CHALLENGE - Transcribe the lines of the data below exactly, taking everything from the line containing "Could you locate the bracelet" down to the line containing "[0,186,139,335]", with both of those lines included.

Dataset excerpt -

# # # # #

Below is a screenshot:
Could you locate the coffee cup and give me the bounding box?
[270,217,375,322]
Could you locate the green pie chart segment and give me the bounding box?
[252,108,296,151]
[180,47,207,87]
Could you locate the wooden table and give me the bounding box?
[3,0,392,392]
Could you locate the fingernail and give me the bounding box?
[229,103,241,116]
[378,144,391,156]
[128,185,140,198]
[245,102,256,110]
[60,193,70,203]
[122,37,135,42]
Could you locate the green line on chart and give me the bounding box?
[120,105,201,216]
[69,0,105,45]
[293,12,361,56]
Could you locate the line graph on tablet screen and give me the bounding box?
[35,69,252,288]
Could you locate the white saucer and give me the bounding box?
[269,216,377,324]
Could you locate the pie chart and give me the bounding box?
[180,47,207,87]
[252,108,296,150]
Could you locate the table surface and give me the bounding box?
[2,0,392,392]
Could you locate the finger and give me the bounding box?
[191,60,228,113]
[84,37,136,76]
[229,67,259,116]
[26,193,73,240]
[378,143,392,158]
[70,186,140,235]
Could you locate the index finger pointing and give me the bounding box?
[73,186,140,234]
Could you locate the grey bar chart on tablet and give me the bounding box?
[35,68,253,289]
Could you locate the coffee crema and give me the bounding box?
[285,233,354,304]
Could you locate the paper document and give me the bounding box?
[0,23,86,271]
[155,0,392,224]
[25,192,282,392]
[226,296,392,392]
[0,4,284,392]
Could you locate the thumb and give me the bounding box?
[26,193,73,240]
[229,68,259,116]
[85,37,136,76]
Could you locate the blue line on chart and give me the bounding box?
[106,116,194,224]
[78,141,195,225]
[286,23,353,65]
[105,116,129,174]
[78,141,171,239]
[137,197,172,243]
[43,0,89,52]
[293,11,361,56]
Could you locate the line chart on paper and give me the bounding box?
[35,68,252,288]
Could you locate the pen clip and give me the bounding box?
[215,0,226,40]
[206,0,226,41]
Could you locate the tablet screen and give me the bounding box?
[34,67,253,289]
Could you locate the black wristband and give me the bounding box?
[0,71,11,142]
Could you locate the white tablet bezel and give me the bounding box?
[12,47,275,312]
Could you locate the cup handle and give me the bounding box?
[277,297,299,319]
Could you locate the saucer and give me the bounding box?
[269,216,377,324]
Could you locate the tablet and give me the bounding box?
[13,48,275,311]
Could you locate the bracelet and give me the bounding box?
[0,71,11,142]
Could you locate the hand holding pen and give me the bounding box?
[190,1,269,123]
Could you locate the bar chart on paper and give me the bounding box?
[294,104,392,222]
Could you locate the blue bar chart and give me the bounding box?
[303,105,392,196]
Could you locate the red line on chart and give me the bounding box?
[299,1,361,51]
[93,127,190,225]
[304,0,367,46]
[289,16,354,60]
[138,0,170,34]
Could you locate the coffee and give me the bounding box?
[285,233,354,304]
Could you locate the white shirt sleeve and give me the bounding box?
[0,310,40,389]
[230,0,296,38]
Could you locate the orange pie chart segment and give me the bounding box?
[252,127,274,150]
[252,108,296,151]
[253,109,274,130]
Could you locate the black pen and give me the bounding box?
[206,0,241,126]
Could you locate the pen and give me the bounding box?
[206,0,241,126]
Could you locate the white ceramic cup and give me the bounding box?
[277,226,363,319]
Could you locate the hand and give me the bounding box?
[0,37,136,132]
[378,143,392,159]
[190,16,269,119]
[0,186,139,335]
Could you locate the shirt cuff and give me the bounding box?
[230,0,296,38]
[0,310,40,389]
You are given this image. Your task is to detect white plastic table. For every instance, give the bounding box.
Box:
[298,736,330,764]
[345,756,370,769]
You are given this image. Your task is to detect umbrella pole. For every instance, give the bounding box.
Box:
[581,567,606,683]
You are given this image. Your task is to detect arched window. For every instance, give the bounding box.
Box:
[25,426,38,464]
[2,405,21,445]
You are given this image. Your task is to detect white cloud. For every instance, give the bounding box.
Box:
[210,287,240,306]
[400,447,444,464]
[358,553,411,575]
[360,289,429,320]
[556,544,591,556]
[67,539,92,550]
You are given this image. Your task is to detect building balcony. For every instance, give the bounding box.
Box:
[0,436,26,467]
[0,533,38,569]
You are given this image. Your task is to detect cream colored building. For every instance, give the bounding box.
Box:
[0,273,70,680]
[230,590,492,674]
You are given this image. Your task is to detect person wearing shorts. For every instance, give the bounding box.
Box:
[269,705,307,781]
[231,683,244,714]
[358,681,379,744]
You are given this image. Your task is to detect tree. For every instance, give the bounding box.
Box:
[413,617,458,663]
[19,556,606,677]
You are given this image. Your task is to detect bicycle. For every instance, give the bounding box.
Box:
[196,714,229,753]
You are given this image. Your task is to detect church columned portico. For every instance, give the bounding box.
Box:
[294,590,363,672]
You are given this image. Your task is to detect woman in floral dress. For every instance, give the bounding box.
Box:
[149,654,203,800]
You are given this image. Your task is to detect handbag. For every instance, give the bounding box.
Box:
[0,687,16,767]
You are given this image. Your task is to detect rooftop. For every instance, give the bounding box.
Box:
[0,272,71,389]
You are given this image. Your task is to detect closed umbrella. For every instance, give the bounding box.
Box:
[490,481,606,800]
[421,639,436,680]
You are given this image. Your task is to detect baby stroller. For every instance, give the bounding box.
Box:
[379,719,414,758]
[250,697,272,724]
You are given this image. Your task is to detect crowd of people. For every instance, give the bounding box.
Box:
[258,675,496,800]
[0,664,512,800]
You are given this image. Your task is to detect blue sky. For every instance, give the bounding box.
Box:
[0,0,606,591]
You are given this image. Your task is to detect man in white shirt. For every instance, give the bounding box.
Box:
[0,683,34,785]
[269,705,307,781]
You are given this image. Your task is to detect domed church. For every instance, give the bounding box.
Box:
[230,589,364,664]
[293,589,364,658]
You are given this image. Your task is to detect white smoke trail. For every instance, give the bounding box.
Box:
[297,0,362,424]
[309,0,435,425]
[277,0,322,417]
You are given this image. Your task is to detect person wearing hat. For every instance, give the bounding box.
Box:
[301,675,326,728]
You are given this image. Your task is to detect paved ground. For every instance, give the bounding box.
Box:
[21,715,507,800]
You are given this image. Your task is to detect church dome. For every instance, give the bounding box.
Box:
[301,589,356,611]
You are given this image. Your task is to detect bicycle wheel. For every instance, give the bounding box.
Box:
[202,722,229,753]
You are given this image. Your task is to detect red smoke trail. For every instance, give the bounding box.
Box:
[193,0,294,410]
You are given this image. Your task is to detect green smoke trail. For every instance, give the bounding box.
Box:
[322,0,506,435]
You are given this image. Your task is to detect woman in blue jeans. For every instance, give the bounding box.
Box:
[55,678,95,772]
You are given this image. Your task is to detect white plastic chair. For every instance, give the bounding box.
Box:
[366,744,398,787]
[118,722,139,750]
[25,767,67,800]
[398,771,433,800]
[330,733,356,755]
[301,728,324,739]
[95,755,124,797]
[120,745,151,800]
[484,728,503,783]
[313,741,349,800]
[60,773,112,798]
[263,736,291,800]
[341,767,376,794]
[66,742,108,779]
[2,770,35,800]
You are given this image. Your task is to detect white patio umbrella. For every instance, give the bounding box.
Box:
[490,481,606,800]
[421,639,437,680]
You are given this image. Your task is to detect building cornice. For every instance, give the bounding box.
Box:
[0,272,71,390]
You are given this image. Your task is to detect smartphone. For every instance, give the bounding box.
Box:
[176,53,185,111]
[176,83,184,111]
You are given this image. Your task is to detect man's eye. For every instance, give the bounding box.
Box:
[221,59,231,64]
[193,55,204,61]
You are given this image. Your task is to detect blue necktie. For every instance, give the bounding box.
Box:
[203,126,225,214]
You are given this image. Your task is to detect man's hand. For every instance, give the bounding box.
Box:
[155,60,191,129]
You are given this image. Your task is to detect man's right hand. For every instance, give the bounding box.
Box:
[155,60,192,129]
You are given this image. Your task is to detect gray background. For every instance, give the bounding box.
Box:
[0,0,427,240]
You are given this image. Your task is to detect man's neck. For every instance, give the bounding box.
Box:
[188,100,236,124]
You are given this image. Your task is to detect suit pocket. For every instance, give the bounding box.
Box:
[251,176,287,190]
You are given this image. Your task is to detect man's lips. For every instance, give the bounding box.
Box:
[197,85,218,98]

# # # # #

WRITTEN ANSWER -
Could you locate the bracelet and give me the bounding box?
[0,71,11,142]
Could you locate the hand holding pen and give me the bounding box?
[190,1,269,123]
Could you locate the bar chart on paper and give me the bounding box?
[294,104,392,222]
Could you locate the blue bar chart and give me the bounding box?
[303,105,392,196]
Could you locate the red line on chart and give me the bounding box?
[299,1,361,51]
[93,127,190,225]
[304,0,367,46]
[289,16,354,60]
[138,0,170,34]
Could you locate the coffee and give me the bounding box?
[285,233,354,304]
Could you locate the white shirt sleeve and give me the bounding box?
[0,310,40,389]
[230,0,296,38]
Could you locate the orange pie chart segment and give me the bounding box?
[252,127,274,150]
[252,108,296,151]
[253,109,274,130]
Could you locate the black pen and give me the bounding box?
[206,0,241,126]
Could you locate the pen and give me the bounding box?
[206,0,241,126]
Could you locate the white ceramic cup and give me the bounding box?
[277,226,363,319]
Could you locate the hand and give me the bounding box?
[0,37,136,132]
[378,143,392,159]
[190,16,269,119]
[0,186,139,335]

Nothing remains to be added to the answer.